Task statement —
Please continue the article on US intelligence findings about the Kremlin drone attack, picking up after its last sentence.
*** Opening Given text ***
- US spy agencies found signs Ukraine may have carried out the Kremlin drone attack earlier this month.
- US officials told The New York Times the attack was likely completed by special military units.
US spy agencies have found signs that Ukraine was behind the stunning drone attack over the Kremlin in Moscow earlier this month, according to The New York Times, but didn't find conclusive evidence of their involvement.
US officials anonymously told the Times that the drone attack — which intelligence officials and groups previously suggested was "likely" a Russian false-flag operation — was possibly completed by one of Ukraine's special military or intelligence units.
They also acknowledged to the Times that their level of confidence that Kyiv's government authorized the attack is "low" mainly due to an inability to identify which specific officials or units were involved. It's unclear if Ukrainian President Volodymyr Zelenskyy, who strongly denied involvement in the incident, was even informed.
*** Closing Given text ***
*** Opening Source data ***
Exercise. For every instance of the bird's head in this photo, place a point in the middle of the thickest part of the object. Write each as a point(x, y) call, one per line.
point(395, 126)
*** Closing Source data ***
Reply —
This goes against what multiple analysts, including the Institute for the Study of War, have said about the drone attack. Earlier this month, the ISW said the attack was "likely staged" by Russia "in an attempt to bring the war home to a Russian domestic audience and set conditions for a wider societal mobilization."
"Several indicators suggest that the strike was internally conducted and purposefully staged," ISW said, pointing towards recent increases in Russian domestic air defenses that would make it "extremely unlikely" for two drones to penetrate into Moscow.
The attack was also "caught nicely on camera," ISW added, pointing towards a staged attack to bolster the Kremlin's narrative of the war.
Senior military officials told the Times the drones carried small, limited explosive payloads, which suggest they were sent to the Kremlin more for shock value than actual damage.